======== Alıntılanan metin

Bu makalemizde Banka ve Kredi Kartlarının Kötüye Kullanması ile ilgili bilgileri ve emsal Yargıtay kararlarını sizlerle paylaşacağız. Ancak önemle belirtmeliyiz ki, tüm ceza davaları gibi bu davalar da avukatla takip edilmesini tavsiye ettiğimiz davalardandır.

BANKA VE KREDİ KARTLARININ KÖTÜYE KULLANILMASI SUÇU (TCK 245 )

BANKA VE KREDİ KARTLARININ KÖTÜYE KULLANILMASI (TCK 245 )

Bu makalemizde Banka ve Kredi Kartlarının Kötüye Kullanması ile ilgili bilgileri ve emsal Yargıtay kararlarını sizlerle paylaşacağız. Ancak önemle belirtmeliyiz ki, tüm ceza davaları gibi bu davalar da avukatla takip edilmesini tavsiye ettiğimiz davalardandır.

Banka ve Kredi Kartlarının Kötüye Kullanması suçu 5237 sayılı Türk Ceza Kanunu’nun Onuncu Bölümü’nde Bilişim Alanında Suçlar başlığıyla 245. Maddesinde yer almaktadır.

5271 sayılı Türk Ceza Kanunu’nun 245. Maddesi :

(1) Başkasına ait bir banka veya kredi kartını, her ne suretle olursa olsun ele geçiren veya elinde bulunduran kimse, kart sahibinin veya kartın kendisine verilmesi gereken kişinin rızası olmaksızın bunu kullanarak veya kullandırtarak kendisine veya başkasına yarar sağlarsa, üç yıldan altı yıla kadar hapis ve beşbin güne kadar adlî para cezası ile cezalandırılır.

(2) Başkalarına ait banka hesaplarıyla ilişkilendirilerek sahte banka veya kredi kartı üreten, satan, devreden, satın alan veya kabul eden kişi üç yıldan yedi yıla kadar hapis ve onbin güne kadar adlî para cezası ile cezalandırılır.

(3) Sahte oluşturulan veya üzerinde sahtecilik yapılan bir banka veya kredi kartını kullanmak suretiyle kendisine veya başkasına yarar sağlayan kişi, fiil daha ağır cezayı gerektiren başka bir suç oluşturmadığı takdirde, dört yıldan sekiz yıla kadar hapis ve beşbin güne kadar adlî para cezası ile cezalandırılır.

================
======== Kayıt alıntıları

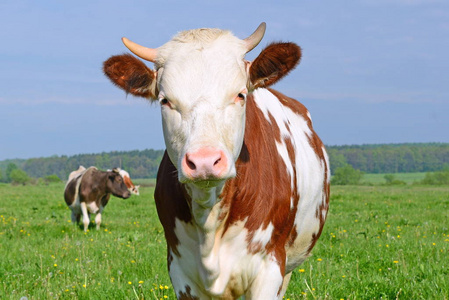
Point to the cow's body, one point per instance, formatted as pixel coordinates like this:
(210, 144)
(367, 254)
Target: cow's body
(242, 191)
(134, 189)
(88, 191)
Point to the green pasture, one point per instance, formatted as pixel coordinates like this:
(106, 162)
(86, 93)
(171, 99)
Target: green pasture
(378, 243)
(408, 178)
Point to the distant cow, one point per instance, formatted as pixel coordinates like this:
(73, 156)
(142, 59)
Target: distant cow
(134, 189)
(88, 191)
(242, 191)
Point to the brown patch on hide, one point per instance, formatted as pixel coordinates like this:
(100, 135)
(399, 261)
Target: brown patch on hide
(131, 75)
(171, 201)
(273, 63)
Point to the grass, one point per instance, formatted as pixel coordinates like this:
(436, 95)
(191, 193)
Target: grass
(378, 243)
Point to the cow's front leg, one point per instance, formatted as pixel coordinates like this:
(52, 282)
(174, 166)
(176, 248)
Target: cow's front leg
(75, 217)
(98, 220)
(86, 218)
(268, 283)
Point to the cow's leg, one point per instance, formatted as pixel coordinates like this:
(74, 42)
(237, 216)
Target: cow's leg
(267, 284)
(98, 220)
(285, 285)
(86, 218)
(75, 218)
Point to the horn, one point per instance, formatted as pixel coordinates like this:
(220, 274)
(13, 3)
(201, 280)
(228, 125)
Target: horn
(141, 51)
(254, 39)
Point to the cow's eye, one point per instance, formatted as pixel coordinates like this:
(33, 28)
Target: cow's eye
(241, 96)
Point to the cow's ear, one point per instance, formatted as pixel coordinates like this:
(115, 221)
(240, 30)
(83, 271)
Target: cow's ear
(273, 63)
(131, 75)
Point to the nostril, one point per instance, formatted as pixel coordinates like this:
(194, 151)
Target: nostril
(190, 164)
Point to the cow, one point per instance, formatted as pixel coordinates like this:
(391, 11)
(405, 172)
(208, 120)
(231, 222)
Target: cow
(134, 189)
(242, 190)
(88, 191)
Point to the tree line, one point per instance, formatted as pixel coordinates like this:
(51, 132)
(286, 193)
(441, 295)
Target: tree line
(391, 158)
(381, 158)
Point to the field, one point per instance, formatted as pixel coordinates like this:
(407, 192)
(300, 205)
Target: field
(408, 178)
(379, 243)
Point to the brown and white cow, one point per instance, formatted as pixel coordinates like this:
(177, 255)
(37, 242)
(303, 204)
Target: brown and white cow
(134, 189)
(243, 188)
(88, 191)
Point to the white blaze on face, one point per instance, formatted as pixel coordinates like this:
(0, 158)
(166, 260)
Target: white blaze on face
(199, 83)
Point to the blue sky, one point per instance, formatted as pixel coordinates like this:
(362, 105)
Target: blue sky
(372, 71)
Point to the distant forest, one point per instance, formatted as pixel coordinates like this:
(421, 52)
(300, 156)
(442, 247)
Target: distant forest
(381, 158)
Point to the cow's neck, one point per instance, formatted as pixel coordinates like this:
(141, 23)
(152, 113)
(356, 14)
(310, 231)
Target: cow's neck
(208, 214)
(204, 206)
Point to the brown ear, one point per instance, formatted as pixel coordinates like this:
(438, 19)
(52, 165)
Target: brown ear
(131, 75)
(273, 63)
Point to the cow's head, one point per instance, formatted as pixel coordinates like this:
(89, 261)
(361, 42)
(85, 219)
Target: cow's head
(201, 81)
(116, 185)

================

◆ İstenen
Banka ve kredi kartlarının kötüye kullanılmasıyla ilgili metinde, 245. maddenin (2) numaralı fıkrasında sahte banka veya kredi kartına yönelik olarak sayılan fiillerin tamamını listeleyin.

◆ Doğru sonuç
- üretmek
- satmak
- devretmek
- satın almak
- kabul etmek